WHAT TO PRODUCE: Could you transcribe every entry exactly, leaving nothing out?

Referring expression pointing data

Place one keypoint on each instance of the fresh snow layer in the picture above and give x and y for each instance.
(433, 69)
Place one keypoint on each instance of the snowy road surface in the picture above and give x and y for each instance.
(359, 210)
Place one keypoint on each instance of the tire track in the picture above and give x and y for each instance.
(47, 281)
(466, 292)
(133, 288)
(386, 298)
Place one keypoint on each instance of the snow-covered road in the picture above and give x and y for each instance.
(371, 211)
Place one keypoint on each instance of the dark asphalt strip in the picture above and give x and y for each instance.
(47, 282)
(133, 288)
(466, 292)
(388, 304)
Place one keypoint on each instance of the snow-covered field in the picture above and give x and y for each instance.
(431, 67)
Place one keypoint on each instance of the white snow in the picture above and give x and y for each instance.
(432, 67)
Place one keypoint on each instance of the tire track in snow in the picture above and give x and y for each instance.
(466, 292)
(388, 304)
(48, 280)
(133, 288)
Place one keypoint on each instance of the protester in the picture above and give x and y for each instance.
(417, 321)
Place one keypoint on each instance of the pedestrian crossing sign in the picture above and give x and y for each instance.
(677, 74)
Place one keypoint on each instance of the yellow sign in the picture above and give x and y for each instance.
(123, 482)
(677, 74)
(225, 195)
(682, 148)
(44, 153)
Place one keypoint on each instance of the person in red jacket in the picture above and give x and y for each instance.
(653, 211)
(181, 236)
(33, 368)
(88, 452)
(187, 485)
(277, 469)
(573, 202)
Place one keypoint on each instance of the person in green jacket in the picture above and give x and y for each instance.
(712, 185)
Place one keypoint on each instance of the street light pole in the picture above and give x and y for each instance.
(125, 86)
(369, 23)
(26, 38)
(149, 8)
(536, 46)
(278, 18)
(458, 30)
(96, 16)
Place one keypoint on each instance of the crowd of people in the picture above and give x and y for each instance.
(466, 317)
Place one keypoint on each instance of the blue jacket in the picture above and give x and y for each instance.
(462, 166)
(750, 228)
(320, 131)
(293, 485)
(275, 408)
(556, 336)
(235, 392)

OUTPUT OF THE TASK:
Place one keypoint on each instance of the fresh snow layer in the picture above and give x and y for each instance.
(433, 69)
Place one keypoint on each instance of the snowy road surface in the picture above and give x and y for each instance.
(359, 210)
Place one keypoint on each instance of the tire track in the picture above and give x and y for each instance.
(47, 281)
(466, 292)
(133, 288)
(386, 298)
Place one keypoint on each instance of the snow-covered road in the picture above and give x and y for each instance.
(371, 211)
Place one keypoint on each instance of the dark asphalt strip in the picture above and give x and y for each instance.
(47, 282)
(133, 288)
(466, 292)
(388, 304)
Place one keypoint on each instance of the snow-covered field in the picture above and give x and y for each instance.
(431, 67)
Place one keypoint on each instance of the white snow in the picture above and give x and y for each instance.
(432, 67)
Place one keypoint on each instance of the tire track in snow in the picture above and give x and y for each instance.
(466, 292)
(388, 304)
(48, 280)
(133, 288)
Place one keypoint on each instance of the protester in the picture above and give x and y for each instance.
(417, 321)
Place one keypoint on each instance of the pedestrian crossing sign in the picture above and give x and y for each instance.
(677, 74)
Place one keypoint on each instance of the yellow sign in the picture above and give x and y for each instance.
(123, 482)
(677, 74)
(225, 195)
(682, 148)
(44, 153)
Place one keypoint on each instance of the person in red jacket in the picture above and give x and y for each instance.
(653, 211)
(181, 236)
(33, 368)
(88, 452)
(187, 485)
(277, 469)
(573, 202)
Place one keypoint on each instance of the person in green jacket in the picture above and give x and y for each instance.
(712, 185)
Place one keypoint on each instance of the street light pole in the picture above and give x and y for each instance.
(125, 86)
(369, 23)
(26, 38)
(149, 8)
(536, 46)
(278, 18)
(458, 30)
(96, 16)
Place one keypoint on each instance of the crowd of people in the picture above and give x and y for each instance.
(466, 317)
Place one keypoint on each instance of the blue jacket in the picture above and give x and y for each instance.
(462, 166)
(750, 228)
(320, 131)
(293, 485)
(275, 408)
(556, 336)
(235, 392)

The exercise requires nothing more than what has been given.